## [Exercise]
Restate every entry verbatim; drop the pictures.

## [Exercise material]
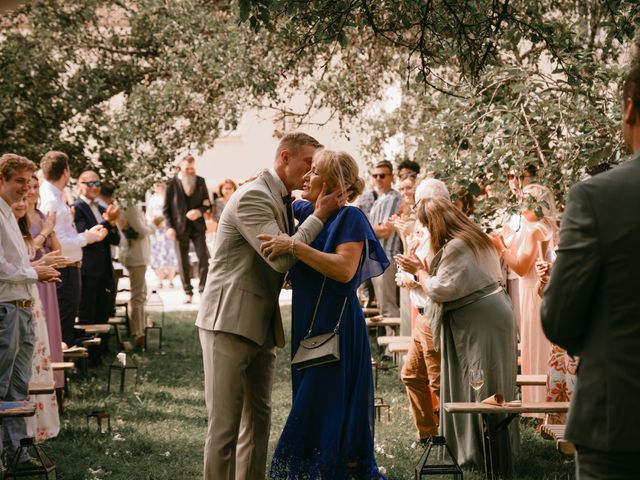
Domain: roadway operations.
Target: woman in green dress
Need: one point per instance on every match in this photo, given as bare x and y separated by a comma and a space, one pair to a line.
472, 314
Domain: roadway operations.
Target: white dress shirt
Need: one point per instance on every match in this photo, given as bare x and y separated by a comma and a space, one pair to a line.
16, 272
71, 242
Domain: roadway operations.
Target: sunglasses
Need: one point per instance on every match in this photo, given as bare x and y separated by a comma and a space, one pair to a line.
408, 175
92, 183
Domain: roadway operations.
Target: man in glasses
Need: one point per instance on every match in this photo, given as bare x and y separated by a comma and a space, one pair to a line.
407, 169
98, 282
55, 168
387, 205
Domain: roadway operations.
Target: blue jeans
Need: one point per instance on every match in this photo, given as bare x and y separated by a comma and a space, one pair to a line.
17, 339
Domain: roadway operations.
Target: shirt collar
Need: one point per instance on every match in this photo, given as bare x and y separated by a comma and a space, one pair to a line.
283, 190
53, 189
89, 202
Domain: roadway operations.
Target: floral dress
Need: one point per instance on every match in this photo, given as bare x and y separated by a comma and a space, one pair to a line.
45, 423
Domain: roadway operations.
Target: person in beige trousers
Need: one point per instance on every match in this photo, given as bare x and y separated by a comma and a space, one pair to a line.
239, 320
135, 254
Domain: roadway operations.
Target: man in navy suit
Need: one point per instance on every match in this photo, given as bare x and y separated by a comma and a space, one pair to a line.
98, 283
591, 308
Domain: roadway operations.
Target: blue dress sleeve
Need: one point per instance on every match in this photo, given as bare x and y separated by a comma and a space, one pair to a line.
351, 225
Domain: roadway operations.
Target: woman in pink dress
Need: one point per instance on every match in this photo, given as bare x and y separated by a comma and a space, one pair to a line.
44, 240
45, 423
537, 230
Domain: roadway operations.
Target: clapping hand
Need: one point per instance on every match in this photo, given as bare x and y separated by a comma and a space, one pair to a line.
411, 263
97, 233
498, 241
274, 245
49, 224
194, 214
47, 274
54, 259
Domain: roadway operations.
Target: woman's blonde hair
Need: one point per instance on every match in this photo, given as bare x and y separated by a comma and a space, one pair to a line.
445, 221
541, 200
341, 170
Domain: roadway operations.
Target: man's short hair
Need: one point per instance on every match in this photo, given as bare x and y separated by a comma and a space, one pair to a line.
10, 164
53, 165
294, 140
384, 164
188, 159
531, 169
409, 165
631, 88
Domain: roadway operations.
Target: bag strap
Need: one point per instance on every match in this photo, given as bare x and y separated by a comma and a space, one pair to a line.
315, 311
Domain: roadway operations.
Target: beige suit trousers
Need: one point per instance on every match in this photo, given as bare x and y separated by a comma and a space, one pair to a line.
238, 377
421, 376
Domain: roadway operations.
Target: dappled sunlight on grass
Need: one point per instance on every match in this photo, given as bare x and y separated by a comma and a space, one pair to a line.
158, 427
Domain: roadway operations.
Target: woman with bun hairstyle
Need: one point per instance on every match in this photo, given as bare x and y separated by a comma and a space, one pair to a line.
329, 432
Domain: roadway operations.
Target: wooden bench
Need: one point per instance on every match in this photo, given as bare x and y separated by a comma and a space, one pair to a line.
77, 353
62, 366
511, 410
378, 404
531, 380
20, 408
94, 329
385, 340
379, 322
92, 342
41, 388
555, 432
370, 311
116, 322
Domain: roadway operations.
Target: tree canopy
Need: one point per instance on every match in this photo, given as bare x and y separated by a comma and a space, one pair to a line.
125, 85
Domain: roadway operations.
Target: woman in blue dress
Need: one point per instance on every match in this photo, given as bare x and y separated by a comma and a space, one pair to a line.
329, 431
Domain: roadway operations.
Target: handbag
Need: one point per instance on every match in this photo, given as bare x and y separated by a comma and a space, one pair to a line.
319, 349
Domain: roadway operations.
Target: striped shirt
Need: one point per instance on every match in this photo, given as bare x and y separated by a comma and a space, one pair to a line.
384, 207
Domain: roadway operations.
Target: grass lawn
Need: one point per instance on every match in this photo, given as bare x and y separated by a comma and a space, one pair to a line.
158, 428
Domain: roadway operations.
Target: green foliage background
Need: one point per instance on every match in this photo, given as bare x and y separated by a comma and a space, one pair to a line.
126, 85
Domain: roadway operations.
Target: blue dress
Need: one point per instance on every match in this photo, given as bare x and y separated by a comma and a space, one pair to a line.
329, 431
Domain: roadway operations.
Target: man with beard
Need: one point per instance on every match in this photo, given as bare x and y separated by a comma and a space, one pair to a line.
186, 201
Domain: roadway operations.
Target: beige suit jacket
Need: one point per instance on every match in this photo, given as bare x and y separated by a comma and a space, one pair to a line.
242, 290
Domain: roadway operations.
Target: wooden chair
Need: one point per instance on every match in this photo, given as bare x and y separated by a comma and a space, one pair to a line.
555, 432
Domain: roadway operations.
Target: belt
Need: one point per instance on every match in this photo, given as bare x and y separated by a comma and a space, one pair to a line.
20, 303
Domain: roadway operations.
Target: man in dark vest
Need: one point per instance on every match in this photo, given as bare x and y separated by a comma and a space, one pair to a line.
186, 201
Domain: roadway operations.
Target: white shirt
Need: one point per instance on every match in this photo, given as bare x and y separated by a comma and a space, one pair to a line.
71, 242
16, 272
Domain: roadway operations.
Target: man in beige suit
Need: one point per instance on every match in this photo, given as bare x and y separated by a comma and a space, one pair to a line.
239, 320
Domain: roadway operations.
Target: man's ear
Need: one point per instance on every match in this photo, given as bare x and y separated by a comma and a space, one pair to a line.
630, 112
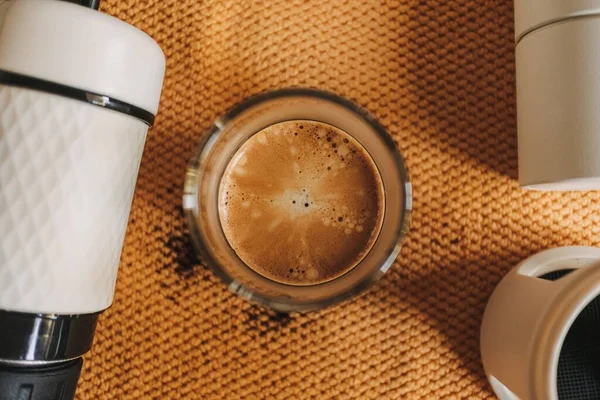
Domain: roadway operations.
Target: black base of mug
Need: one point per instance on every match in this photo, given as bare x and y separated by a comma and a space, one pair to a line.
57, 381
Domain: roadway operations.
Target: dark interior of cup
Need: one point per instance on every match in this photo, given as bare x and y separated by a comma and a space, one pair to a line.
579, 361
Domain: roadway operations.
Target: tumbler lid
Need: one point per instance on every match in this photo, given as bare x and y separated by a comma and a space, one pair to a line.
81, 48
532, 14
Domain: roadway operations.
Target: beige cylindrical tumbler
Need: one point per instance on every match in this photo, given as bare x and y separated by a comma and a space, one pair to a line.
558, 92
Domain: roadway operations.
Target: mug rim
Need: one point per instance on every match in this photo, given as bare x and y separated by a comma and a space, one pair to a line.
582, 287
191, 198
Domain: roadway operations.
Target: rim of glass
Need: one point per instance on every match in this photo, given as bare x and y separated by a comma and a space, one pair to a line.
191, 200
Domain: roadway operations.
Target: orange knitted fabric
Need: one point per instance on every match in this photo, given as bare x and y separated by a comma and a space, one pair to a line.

## [Answer for this exercise]
Domain: roadway operations.
Target: woman in green dress
Need: one point per instance on every match in this photo, given as bare x and y separated by a comma and a space, one pair to a line.
472, 314
Domain: roadway operations.
Target: white dress shirt
Need: one point per instance on every match in this photo, given as bare x and y separated by a comma and a space, one pair to a line.
16, 272
71, 242
Domain: roadway operations.
Target: sunglasses
Need: one point per instance on every match in this photo, given as bare x and y separated by a comma and a space, one pair to a line.
408, 175
92, 183
Domain: roadway operations.
Target: man in glasses
Need: one point per instance on every match in this photo, given as bare x and y separated by a comma and a space, one pair to a line.
407, 169
98, 282
55, 168
387, 205
Domain: roadway operations.
Target: blue jeans
Need: one point per instance on every match in this photo, given as bare x and y separated by a comma and a space, one pair to a line.
17, 339
Domain: roadway operations.
Target: shirt collar
Need: one point per instance on every match in this photo, given as bare x and y separated by a comma and a space, one pair to a line.
283, 190
53, 189
89, 202
Domain: roadway operations.
Target: floral dress
Need: one point per instance on every match in this photo, given as bare x and y separated by a comma and a space, one pair to a line.
45, 423
Domain: roadway operations.
Target: person in beige trousers
Need: one point per instance on every match in this photo, given as bare x and y separated by a comma and a space, one pair to a line.
239, 320
135, 254
Domain: roadway operations.
Target: man in navy suit
Need: one point per instance on every match in this photo, given as bare x and y separated by a comma and a space, one pair to a line.
98, 283
591, 308
Domain: roadway operations.
Target: blue dress sleeve
Need: one point per instance on every match in this photo, given as bare x and y separated by a comma and a space, one pair to a line.
351, 225
Domain: roadway operations.
Target: woman in pink dress
Need: one point per instance on every match in this photo, given as bare x and y separated by a comma and a space, one pair to a line.
44, 240
45, 423
537, 230
Domain: roadway operations.
Target: clapping hand
Need: one point per instance on every match in this photo, given as bare x and y separated by a comma and a space, one pair to a line.
411, 263
97, 233
498, 241
274, 245
49, 224
194, 214
47, 274
54, 259
Domain: roadway operations.
Target: woman's blonde hair
Need: one point per instance on every match in this photo, given as bare x and y separated by a comma and a space, one pair to a line.
445, 221
541, 200
341, 170
Domain: roadway operations.
Target: man's short hair
Need: one point per instance on every match in this photo, given as bare x and y separated by a comma and a space, one pair to a line.
10, 164
53, 165
294, 140
384, 164
188, 159
531, 169
409, 165
631, 88
Domain: roadway operations.
Target: bag strap
Need: one point per instance on every match in this photo, given as bare x and y separated by a comma and a space, one pair to a line.
315, 311
Domain: roadway operations.
Target: beige suit trousers
Need: one point per instance on every match in this photo, given as bare x and y separated by a comma and a space, one pair to a line.
238, 377
421, 376
Domain: roadway operations.
Target: dappled sunlight on grass
Need: one point per instance on every match in this photo, given as bare x and y separated by a comma and a space, one pair to a line.
158, 427
Domain: roadway operations.
Target: woman with bun hairstyle
Need: one point per instance on every match in this photo, given as bare x and y separated by a comma and a space, one pair to a line.
329, 432
Domain: roadway operations.
Target: wooden bench
Need: one point per instance on every match in this photo, given as bare x and y separated by a comma and a space, one pair to a line.
77, 353
62, 366
511, 410
378, 404
531, 380
20, 408
94, 329
385, 340
379, 322
92, 342
41, 388
555, 432
370, 311
116, 322
Domain: roadway operations.
Target: tree canopy
Need: one point per instance on every match in this photo, given as bare x and y separated by a comma and a space, one pair to a line.
125, 85
Domain: roadway operations.
Target: woman in blue dress
Need: one point per instance on every match in this photo, given as bare x and y separated by a comma and a space, one pair to a line.
329, 431
Domain: roadway operations.
Target: handbag
Need: one point per instance on every match in this photo, given as bare x and y separated by a comma and a space, one pair to a line.
319, 349
Domain: roadway operations.
Target: striped shirt
Need: one point per instance on every match in this photo, given as bare x and y separated by a comma and a space, one pair to a line.
384, 207
Domain: roadway operations.
Target: grass lawn
Need: one point per instance on every match in this photo, given as bare x and y separated by a comma and a space, one pair to a line.
158, 428
Domain: roadway operations.
Target: green foliage background
Need: one point per instance on every match in this photo, given as bare x and y separated by a comma and a space, one pair to a line.
126, 85
Domain: roadway operations.
Target: blue dress
Need: one point per instance on every match in this photo, given as bare x and y separated by a comma and a space, one pair to a line.
329, 431
Domain: roadway operations.
Target: man with beard
Need: one point per instance on every match in this photo, given as bare x and y separated by a comma and a space, one pair to a line.
186, 201
Domain: roadway operations.
Target: beige suit jacket
Need: one point per instance on every match in this photo, given as bare x and y separated by a comma and a space, one pair to a line.
242, 290
Domain: roadway operations.
Target: wooden chair
Need: one point per instance on every match in this photo, given as bare x and y separated by a comma and a space, one pair to a line.
555, 432
Domain: roadway operations.
Target: belt
Need: one point per instance on every match in this photo, given as bare x and y separated by a comma and a space, one pair to a line.
20, 303
Domain: roadway operations.
Target: man in dark vest
Need: one point per instance on every match in this photo, given as bare x and y separated by a comma and a space, one pair to a line.
186, 201
Domain: roadway operations.
Target: white shirt
Need: one point per instance on every match in this photo, given as bare x and y separated by a comma and a space, one pair to a line.
71, 242
16, 272
Domain: roadway operations.
Target: man in beige suit
Need: one point per instance on every match in this photo, given as bare x and y separated by a comma and a space, one pair to a line.
239, 320
Domain: roadway operations.
Target: man's ear
Need: one point per instance on every match in this photo, given as bare x and y separated by a comma and a space, one pair to a line.
630, 112
Domain: roadway operations.
Target: black base of mug
Need: one point per instance on every match in this photo, given as bare x and y separated by a comma and a space, one pair to a line.
57, 381
Domain: roadway operations.
Target: dark interior of cup
Need: one point per instance on every match in this photo, given as bare x and y separated by a comma and a space, one pair to a line.
579, 361
Domain: roadway operations.
Target: tumbler lid
Need: one point per instance on every match in this photo, given as bare x and y separated by a comma and a space, one pair to a line.
81, 48
532, 14
Domain: roadway operations.
Target: beige cylindrical tumbler
Need: one point per instance on every match in this photo, given as bare x and y separated by a comma and a space, one pair to a line.
558, 92
Domain: roadway operations.
Target: mug rim
Need: one point per instance on every match in this photo, given as bare x and y separated by a comma and a space, one pair to a line.
582, 287
191, 198
Domain: roadway operations.
Target: rim of glass
Need: one point per instance on every match in this photo, given as bare x and y separated by a comma and a space, one pair to a line.
191, 200
Domain: roadway operations.
Target: orange knitted fabric
Need: one point per instance on every match in this photo, given as bare x and y separated by a comma and a space, one pair to a line.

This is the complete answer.